Look through the records below, and copy out every line that holds the string "blue".

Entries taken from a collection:

----------

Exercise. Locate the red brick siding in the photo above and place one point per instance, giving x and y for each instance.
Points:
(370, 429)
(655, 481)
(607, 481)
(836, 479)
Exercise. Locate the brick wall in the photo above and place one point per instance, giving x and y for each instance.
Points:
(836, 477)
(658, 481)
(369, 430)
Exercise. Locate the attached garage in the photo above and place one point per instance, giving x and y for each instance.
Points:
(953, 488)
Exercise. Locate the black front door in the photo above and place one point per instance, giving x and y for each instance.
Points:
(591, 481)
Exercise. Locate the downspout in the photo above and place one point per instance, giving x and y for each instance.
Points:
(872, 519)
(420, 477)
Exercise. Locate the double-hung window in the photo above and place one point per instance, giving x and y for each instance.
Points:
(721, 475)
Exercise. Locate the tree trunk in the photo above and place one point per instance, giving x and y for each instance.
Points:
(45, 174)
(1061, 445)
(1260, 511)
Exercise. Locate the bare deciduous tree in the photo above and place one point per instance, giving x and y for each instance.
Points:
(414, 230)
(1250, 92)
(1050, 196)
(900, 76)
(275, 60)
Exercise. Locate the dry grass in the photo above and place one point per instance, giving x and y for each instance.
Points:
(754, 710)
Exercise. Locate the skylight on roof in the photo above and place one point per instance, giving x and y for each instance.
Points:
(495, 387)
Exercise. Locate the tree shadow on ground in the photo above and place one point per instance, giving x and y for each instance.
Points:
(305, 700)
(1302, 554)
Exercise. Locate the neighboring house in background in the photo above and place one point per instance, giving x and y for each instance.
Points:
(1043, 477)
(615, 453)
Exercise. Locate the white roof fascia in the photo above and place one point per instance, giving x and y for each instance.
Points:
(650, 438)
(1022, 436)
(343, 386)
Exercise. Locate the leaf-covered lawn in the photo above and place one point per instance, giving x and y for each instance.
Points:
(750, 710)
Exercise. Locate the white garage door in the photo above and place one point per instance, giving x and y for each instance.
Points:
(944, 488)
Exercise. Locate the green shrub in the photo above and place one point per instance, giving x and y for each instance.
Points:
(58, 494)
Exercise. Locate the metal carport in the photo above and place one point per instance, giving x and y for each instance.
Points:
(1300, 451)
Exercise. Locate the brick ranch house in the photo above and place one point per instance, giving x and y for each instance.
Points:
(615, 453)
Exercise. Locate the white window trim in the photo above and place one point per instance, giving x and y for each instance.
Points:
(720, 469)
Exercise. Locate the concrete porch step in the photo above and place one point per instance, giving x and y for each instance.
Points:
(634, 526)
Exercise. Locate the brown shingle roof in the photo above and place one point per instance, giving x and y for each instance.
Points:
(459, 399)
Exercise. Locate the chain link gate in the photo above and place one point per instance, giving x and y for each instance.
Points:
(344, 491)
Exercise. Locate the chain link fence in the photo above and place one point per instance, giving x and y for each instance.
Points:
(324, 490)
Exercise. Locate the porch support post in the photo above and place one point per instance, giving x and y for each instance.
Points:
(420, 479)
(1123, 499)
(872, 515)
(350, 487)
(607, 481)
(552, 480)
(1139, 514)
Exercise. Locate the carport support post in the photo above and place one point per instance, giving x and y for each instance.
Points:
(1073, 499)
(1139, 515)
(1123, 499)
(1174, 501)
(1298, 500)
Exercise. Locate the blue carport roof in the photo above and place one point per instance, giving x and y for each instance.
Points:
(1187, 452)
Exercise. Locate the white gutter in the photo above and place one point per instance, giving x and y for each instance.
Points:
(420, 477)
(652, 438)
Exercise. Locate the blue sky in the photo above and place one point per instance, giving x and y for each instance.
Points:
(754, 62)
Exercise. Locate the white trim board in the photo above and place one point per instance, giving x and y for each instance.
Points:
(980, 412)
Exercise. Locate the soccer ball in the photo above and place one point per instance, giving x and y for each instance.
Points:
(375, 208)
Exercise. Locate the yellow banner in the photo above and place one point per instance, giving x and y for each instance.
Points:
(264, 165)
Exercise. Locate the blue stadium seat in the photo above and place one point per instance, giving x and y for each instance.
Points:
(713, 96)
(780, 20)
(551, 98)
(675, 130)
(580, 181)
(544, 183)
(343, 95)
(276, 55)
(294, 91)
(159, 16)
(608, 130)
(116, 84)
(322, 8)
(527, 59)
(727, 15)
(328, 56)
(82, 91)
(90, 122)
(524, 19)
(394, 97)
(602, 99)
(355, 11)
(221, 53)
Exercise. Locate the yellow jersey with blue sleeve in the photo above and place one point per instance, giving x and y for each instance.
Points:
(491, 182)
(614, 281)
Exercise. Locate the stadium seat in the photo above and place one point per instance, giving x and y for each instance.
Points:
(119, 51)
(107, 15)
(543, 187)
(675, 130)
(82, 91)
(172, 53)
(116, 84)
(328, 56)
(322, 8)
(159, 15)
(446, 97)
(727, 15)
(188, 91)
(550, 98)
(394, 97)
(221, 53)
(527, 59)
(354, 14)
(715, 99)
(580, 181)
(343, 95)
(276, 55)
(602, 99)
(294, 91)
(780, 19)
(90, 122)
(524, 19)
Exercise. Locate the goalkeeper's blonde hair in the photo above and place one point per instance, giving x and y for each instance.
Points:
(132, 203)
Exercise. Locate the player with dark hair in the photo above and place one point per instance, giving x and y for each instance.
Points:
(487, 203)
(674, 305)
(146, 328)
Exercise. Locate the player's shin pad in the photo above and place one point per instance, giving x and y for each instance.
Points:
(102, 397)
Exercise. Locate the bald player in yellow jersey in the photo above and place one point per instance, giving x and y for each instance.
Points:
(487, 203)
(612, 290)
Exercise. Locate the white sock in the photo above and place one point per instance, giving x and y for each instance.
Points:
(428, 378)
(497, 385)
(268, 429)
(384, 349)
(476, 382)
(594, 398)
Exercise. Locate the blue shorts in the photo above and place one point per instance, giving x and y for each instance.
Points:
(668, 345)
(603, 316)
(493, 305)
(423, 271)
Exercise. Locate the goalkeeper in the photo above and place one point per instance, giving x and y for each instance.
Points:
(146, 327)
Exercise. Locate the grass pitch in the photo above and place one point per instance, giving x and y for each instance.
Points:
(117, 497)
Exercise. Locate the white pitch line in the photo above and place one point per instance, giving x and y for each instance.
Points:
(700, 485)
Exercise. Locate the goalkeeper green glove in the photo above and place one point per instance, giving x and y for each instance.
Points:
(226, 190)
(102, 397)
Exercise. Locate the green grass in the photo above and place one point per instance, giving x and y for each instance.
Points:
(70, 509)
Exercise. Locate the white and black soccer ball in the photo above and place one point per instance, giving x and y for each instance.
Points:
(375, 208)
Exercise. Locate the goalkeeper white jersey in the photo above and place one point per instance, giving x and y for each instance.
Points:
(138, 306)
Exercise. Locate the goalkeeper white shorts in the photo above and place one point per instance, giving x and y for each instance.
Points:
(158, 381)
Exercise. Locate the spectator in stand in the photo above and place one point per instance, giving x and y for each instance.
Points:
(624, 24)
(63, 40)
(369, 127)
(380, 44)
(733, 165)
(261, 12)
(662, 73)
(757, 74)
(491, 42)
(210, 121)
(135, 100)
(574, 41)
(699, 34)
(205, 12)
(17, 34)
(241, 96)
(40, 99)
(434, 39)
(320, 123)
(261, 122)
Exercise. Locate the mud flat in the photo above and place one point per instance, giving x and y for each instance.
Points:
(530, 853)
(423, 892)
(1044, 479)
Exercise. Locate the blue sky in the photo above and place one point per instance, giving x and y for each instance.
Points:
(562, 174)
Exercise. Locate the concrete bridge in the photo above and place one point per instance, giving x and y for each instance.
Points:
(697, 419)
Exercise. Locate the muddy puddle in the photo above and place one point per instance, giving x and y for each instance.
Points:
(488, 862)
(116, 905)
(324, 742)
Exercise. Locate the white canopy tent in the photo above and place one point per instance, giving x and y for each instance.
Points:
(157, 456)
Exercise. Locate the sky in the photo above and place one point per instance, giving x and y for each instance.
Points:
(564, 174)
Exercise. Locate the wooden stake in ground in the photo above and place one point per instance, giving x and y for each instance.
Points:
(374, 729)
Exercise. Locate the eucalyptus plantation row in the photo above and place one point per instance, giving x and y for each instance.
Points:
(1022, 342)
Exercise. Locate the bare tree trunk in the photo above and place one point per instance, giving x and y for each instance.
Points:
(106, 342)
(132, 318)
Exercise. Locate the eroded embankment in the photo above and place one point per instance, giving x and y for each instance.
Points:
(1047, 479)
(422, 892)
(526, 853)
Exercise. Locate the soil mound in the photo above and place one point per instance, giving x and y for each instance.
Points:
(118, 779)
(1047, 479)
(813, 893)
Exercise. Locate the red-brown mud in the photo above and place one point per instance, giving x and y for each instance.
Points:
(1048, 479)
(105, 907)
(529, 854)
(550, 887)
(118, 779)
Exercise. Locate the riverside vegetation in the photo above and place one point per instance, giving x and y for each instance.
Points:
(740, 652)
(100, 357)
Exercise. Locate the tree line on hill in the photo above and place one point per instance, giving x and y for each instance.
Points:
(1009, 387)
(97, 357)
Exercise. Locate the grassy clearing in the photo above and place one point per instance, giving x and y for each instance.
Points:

----------

- [Expected answer]
Exercise. Locate the blue carport roof in the photo above and place one point per instance, giving x and y for each instance.
Exercise. Locate the blue sky in the photo above and place one point per instance, giving x and y for each instance.
Exercise. Locate the blue stadium seat in the photo above and place one point per instance, giving x and y for each instance.
Exercise. Locate the yellow jersey with blue sleeve in the photo above and place one point per instance, giving x and y for each instance.
Exercise. Locate the blue shorts in the photo above and place one point per instance, giving x and y for each instance.
Exercise. Locate the blue sky in the photo above and place one point per instance, giving x and y for each instance.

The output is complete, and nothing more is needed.